DIRECTION - Please write out the lines of the listing below, from the line with "label: tattooed forearm" to the line with "top-left (334, 315), bottom-right (391, 414)", reproducing them exactly.
— begin DATA SUPPLIED —
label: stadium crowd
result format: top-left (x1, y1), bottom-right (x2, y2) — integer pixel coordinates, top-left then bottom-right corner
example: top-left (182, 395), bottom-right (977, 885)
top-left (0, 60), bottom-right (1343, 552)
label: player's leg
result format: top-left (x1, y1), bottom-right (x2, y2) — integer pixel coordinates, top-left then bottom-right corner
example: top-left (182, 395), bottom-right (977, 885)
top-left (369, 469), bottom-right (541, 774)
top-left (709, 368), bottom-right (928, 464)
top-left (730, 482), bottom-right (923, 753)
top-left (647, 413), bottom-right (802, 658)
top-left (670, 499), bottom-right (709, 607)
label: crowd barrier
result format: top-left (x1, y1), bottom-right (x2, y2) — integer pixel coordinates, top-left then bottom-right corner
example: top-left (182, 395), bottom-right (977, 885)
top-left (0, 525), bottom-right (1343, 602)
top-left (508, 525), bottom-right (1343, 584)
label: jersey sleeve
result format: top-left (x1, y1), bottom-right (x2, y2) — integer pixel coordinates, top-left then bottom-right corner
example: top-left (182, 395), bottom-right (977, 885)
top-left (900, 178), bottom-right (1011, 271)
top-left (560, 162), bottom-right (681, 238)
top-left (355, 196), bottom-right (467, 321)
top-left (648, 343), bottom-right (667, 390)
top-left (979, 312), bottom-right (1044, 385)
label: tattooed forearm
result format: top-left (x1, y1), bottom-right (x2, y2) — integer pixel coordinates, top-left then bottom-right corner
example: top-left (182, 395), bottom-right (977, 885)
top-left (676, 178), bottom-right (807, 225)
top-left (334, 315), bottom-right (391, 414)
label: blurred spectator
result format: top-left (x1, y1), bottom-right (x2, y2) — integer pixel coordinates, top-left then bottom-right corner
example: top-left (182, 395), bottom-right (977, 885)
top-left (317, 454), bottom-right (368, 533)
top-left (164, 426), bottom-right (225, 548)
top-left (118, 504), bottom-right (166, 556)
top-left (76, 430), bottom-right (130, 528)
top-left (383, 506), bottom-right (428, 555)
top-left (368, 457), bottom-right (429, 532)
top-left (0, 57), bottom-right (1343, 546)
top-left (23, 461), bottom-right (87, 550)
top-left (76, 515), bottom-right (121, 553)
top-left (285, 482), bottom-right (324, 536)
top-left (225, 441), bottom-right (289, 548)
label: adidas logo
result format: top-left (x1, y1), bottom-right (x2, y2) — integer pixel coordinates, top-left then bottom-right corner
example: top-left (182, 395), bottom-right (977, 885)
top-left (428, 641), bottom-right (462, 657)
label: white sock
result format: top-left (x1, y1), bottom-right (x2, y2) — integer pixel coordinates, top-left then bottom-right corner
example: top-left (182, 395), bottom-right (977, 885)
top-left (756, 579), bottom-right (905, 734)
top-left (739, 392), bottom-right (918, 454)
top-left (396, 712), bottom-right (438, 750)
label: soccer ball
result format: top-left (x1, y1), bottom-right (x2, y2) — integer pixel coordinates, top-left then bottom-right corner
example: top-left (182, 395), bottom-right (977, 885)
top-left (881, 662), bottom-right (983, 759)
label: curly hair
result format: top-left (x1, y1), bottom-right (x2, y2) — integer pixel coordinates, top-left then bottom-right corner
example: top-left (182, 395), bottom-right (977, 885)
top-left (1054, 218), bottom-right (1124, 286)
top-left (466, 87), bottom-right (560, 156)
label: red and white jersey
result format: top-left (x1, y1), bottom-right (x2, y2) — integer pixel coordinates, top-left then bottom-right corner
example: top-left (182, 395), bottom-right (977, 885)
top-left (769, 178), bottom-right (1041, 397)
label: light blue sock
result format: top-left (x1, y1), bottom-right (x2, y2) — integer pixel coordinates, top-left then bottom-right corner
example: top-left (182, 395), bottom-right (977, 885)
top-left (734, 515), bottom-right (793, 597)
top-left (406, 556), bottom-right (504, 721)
— end DATA SUPPLIED —
COMPLETE ANSWER -
label: tattooed forearm
result format: top-left (x1, y1), bottom-right (x2, y2) — integer pixel coordinates, top-left then bottom-right corner
example: top-left (182, 395), bottom-right (977, 885)
top-left (676, 178), bottom-right (807, 225)
top-left (334, 315), bottom-right (391, 414)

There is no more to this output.